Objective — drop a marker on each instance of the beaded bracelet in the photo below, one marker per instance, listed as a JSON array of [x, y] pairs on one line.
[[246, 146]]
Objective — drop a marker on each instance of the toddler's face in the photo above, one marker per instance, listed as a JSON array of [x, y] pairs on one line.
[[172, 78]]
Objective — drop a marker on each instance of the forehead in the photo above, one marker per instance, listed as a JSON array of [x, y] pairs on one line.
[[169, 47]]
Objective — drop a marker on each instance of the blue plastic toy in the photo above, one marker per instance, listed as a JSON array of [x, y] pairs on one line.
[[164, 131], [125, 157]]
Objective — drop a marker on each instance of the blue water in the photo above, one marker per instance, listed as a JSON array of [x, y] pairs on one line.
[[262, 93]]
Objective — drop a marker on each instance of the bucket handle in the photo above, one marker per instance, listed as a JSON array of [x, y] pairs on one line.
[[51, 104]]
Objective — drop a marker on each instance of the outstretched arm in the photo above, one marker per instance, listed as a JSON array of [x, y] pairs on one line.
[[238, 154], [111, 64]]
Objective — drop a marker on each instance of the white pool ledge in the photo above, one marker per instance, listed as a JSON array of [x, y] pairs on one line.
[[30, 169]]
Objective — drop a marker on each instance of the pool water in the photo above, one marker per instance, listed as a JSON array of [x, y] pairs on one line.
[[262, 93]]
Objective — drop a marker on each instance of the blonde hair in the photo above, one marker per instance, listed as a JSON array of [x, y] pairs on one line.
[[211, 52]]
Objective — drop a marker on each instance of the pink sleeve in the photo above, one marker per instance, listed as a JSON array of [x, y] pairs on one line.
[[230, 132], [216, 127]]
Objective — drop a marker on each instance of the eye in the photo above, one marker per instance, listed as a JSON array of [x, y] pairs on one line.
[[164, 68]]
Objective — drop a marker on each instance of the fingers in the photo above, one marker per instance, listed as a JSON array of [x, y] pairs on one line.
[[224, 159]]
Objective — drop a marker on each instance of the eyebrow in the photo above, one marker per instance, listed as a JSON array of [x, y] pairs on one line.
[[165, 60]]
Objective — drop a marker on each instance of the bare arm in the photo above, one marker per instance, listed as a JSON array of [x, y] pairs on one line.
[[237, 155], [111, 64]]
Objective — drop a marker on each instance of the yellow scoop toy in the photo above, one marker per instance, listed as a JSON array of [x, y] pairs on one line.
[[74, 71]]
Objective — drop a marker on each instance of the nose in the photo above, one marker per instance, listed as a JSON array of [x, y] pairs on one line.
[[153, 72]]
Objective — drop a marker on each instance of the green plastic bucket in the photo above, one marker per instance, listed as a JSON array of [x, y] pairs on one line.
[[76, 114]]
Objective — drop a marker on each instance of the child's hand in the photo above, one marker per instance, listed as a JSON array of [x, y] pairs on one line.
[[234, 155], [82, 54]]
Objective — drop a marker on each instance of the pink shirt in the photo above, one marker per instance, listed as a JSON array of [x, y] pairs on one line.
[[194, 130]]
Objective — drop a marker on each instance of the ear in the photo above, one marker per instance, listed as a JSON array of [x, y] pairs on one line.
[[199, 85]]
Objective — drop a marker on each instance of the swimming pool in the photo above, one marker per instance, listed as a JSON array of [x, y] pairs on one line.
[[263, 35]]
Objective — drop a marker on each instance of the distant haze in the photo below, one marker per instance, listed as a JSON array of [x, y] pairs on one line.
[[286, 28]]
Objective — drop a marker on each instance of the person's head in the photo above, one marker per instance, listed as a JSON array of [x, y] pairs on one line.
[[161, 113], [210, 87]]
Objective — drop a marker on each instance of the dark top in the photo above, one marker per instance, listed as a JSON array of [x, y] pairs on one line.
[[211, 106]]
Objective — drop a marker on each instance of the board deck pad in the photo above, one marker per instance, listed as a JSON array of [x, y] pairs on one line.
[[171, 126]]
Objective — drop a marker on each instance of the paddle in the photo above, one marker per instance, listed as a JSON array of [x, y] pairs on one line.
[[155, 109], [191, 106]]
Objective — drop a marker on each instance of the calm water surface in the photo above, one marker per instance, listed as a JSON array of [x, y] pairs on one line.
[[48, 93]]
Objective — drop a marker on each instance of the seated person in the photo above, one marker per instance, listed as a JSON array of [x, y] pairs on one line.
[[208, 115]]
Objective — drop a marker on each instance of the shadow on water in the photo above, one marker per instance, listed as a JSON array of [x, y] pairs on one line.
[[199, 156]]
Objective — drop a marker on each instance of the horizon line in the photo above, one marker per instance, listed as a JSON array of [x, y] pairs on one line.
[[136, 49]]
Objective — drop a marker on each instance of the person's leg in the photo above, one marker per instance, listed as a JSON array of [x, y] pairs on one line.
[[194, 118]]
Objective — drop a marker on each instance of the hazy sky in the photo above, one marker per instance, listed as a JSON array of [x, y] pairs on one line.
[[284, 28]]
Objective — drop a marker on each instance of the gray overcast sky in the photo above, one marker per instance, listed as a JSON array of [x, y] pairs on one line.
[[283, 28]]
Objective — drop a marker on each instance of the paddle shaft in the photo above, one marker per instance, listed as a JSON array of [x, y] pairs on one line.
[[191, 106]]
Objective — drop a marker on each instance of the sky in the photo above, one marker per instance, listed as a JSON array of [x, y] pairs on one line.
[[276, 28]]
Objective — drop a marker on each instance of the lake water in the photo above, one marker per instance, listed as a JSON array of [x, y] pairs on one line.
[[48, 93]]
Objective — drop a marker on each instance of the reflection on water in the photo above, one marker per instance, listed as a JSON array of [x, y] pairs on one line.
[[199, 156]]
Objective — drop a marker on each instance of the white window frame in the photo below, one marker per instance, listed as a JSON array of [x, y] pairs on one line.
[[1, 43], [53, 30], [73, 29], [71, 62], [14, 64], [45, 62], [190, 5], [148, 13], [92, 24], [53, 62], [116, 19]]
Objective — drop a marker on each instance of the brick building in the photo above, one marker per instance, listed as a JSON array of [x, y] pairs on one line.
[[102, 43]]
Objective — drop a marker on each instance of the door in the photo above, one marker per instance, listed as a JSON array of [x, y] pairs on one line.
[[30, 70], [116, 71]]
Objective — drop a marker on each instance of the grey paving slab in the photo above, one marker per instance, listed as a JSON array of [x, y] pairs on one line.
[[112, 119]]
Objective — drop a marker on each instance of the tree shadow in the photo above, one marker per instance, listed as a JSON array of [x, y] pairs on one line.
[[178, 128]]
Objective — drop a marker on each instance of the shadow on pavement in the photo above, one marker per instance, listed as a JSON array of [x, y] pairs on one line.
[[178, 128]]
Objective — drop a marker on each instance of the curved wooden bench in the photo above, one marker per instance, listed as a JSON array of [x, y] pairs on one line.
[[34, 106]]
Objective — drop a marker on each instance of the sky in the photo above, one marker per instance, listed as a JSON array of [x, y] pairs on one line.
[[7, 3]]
########
§ **Task**:
Please give the listing above one more time, exactly as it reads.

§ **Expected output**:
Objective — drop a marker on each instance of the beaded bracelet in the photo below, one marker per instance, listed as a JSON array of [x, y] pairs on one line.
[[246, 146]]
Objective — drop a marker on each instance of the toddler's face in the photo above, one marker per instance, listed as a JSON array of [x, y] pairs on one line.
[[172, 78]]
Objective — drop a marker on each instance of the forehead in the photo above, one marker per instance, listed as a JSON array of [x, y] pairs on one line.
[[169, 47]]
Objective — drop a marker on each instance of the blue plastic toy in the photo above, one marker per instance, listed as a JSON array of [x, y] pairs on one line.
[[164, 131], [125, 157]]
Objective — drop a marker on each instance of the blue water in the photo above, one marker per instance, listed as a JSON array of [x, y] pairs on one line.
[[262, 93]]
Objective — drop a marker on each instance of the bucket handle in the photo above, one marker per instance, listed as a JSON array of [x, y] pairs on one line.
[[51, 104]]
Objective — drop a marker on each instance of the outstretched arm in the photo above, one marker per instance, listed as a JSON array of [x, y] pairs on one line.
[[238, 154], [111, 64]]
Objective — drop a marker on each instance of the white pool ledge in the photo above, one marker per instance, listed as a JSON array of [x, y] pairs on one line.
[[30, 169]]
Objective — drop a marker on each instance of the pool water in the photo above, one marker per instance, listed as a JSON array of [x, y] pairs on one line.
[[262, 93]]
Objective — drop a marker on each instance of the blonde hair in the photo above, one marker per instance, listed as a JSON array of [x, y] pairs on one line.
[[211, 52]]
Objective — drop a marker on each instance of the pink sleeve in the photo above, one marker per instance, listed as a JSON array of [x, y] pairs on one line.
[[230, 132], [216, 127]]
Objective — drop a marker on each instance of the eye in the photo above, one marker per instance, listed as a JSON array of [x, y] pairs on one line.
[[164, 68]]
Objective — drop a marker on each instance of the fingers in the photo above, one marker per instance, listed as a JSON array of [x, y] pairs on one line.
[[224, 159]]
Objective — drop a marker on each instance of the eyebrow in the photo above, one marker per instance, listed as a JSON array of [x, y] pairs on one line.
[[165, 60]]
Objective — drop a marker on each instance of the bare arm in the photo above, one marker per instance, listed as a JSON array of [x, y] pairs on one line.
[[237, 155], [111, 64]]
Objective — drop a marker on each instance of the yellow scoop toy in the photo above, one marker per instance, listed as a JSON array of [x, y] pairs on one line.
[[74, 71]]
Objective — drop a marker on each instance of the nose in the photo above, one marker per instance, listed as a JSON array of [x, y] pairs on one line.
[[153, 72]]
Objective — drop a marker on each instance of the green plastic bucket in the photo above, one marker per instance, listed as a JSON array of [x, y] pairs on one line.
[[76, 114]]
Objective — drop a marker on each instance of the child's hand in the photo above, one marker per instance, listed as a JSON array of [x, y] pairs on one line.
[[234, 155], [82, 54]]
Objective — drop a marker on each instance of the pink shirt in the photo above, one marker per instance, listed as a JSON array of [x, y] pairs on one line.
[[194, 130]]
Objective — drop a marker on each instance of the ear in the photo above, one marker per instance, listed as a JSON array of [x, y] pairs on one line.
[[199, 85]]
Objective — drop a marker on each instance of the swimming pool in the photo above, one marker per instance, listed as a JSON array of [x, y] pairs on one line.
[[263, 35]]
Objective — drop a marker on each instance of the distant haze in the photo below, one marker per instance, listed as a JSON array of [x, y] pairs on one line.
[[286, 28]]
Objective — drop a marker on each instance of the person's head in the photo above, one marker per instance, listed as a JSON array of [x, y] pairs on one line.
[[161, 113], [210, 87]]
Objective — drop a marker on each instance of the dark top in the photo above, one marker per instance, listed as a JSON array of [x, y] pairs on one line.
[[211, 106]]
Objective — drop a marker on each instance of the board deck pad in the photo above, one marker per instance, listed as a JSON array of [x, y] pairs on one line.
[[171, 126]]
Objective — drop a marker on each instance of the paddle in the photo above, one marker per instance, listed as a JSON array of [x, y] pairs on one line.
[[155, 109], [191, 106]]
Objective — drop a marker on each instance of the calm water surface in the photo above, one marker per instance, listed as a JSON array of [x, y] pairs on one line.
[[48, 93]]
Objective — drop a marker on each instance of the seated person in the photo above, one marker per instance, listed as a JSON array of [x, y] pairs on one line.
[[208, 115]]
Objective — drop a marker on each instance of the shadow on water in the photo above, one marker per instance, listed as a JSON array of [x, y] pairs on one line.
[[199, 156]]
Objective — drop a marker on each instance of the horizon line in the photo above, one marker per instance, listed as a JSON array of [x, y] pairs on one line.
[[136, 49]]
Objective — drop a marker on each instance of the person's leg in the photo above, one marker per instance, listed as a JSON array of [x, y] pairs on one line.
[[194, 118]]
Objective — drop a marker on each instance of the hazy sky in the photo above, one marker per instance, listed as a JSON array of [x, y] pairs on one line.
[[284, 28]]
Objective — drop a marker on each instance of the gray overcast sky in the photo above, one marker per instance, listed as a JSON array of [x, y] pairs on one line.
[[283, 28]]
Objective — drop a marker on each instance of the paddle shaft in the photo above, one marker per instance, listed as a JSON array of [x, y] pairs on one line.
[[191, 106]]
Objective — drop a marker on each instance of the sky in the photo above, one marker per instance, listed as a JSON array of [x, y] pairs on one line.
[[276, 28]]
Objective — drop a marker on each instance of the lake water in the photo above, one marker per instance, listed as a JSON array of [x, y] pairs on one line.
[[48, 93]]
Objective — drop a marker on each instance of the reflection on water in the photo above, one marker per instance, listed as a JSON array of [x, y] pairs on one line.
[[199, 156]]
Objective — drop a marker on each instance of the white window frame in the photo below, one marker per instance, listed as a JSON array of [x, y] pairs on one line.
[[1, 43], [53, 30], [73, 29], [71, 62], [14, 64], [45, 62], [190, 5], [148, 13], [92, 24], [53, 62], [116, 19]]
Objective — drop a marker on each instance of the brick building in the photo above, one marker per instance, listed as a JSON array of [x, y] pairs on one line.
[[102, 43]]
Objective — drop a marker on each instance of the door in the photo above, one marker per instance, listed as a JSON array of [x, y] pairs on one line.
[[30, 70], [116, 71]]
Objective — drop a marker on each instance of the grey paving slab in the photo above, one marker per instance, listed as a JSON array of [x, y] pairs on one line.
[[112, 119]]
Objective — drop a marker on each instance of the tree shadow in the photo above, one marker per instance, listed as a JSON array of [x, y] pairs on one line.
[[178, 128]]
Objective — drop a marker on each instance of the shadow on pavement in the photo above, one marker per instance, listed as a JSON array of [x, y] pairs on one line.
[[178, 128]]
Objective — drop a marker on each instance of the curved wooden bench in the photo above, one marker per instance, listed as a JSON array of [x, y] pairs on one line.
[[34, 106]]
Objective — drop a marker on each instance of the sky in the photo above, one marker per instance, listed as a JSON array of [x, y] pairs on one line.
[[7, 3]]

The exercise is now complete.